● **What you need to do**
Transcribe the records precisely, starting with the line containing "Where can you spot the green" and going on through the line containing "column 662, row 376", both of those lines included.

--------------------------------------------------

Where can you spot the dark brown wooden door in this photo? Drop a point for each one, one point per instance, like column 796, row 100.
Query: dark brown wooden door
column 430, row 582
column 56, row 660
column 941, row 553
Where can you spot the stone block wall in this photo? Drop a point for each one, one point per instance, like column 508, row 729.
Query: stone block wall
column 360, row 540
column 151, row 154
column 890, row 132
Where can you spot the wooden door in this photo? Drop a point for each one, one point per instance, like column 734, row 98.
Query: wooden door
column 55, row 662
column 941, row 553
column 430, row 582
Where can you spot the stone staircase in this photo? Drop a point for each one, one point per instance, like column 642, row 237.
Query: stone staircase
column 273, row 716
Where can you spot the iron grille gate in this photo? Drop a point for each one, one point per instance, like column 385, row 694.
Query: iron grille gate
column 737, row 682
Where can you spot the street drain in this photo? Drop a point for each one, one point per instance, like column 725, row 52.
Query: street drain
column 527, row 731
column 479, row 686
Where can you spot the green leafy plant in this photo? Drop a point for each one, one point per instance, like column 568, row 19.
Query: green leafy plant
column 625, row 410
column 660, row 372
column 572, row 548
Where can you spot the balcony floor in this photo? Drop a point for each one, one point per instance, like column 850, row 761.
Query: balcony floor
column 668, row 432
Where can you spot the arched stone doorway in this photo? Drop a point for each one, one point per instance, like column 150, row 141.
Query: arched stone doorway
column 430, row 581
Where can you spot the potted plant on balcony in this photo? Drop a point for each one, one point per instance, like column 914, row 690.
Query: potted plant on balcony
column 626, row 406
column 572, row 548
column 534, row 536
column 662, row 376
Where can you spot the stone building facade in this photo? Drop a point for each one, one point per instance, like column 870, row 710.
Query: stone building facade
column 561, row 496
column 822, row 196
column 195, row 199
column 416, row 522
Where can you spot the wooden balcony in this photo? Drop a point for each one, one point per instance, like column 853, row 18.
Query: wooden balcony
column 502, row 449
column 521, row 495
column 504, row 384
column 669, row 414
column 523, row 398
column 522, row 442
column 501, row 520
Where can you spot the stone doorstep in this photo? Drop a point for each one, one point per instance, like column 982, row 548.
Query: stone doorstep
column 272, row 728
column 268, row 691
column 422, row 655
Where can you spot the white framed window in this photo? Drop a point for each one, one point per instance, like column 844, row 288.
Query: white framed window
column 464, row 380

--------------------------------------------------

● **Task output**
Where can you spot the green leafy plant in this photo? Drop a point for each one, one point per instance, like column 568, row 19.
Query: green leafy plant
column 625, row 410
column 660, row 372
column 572, row 548
Where can you spot the balcony floor in this photo? Drop a point for each one, one point per instance, like column 850, row 761.
Query: balcony floor
column 668, row 432
Where can you spot the arched stone doorway in this photo? Drop a point for each one, one point per instance, like column 150, row 141.
Query: arched stone doorway
column 430, row 581
Where can you spot the potted plant on balcony in this photo? Drop a point for each one, one point per instance, like column 914, row 690.
Query: potted plant on balcony
column 626, row 406
column 572, row 548
column 534, row 536
column 662, row 376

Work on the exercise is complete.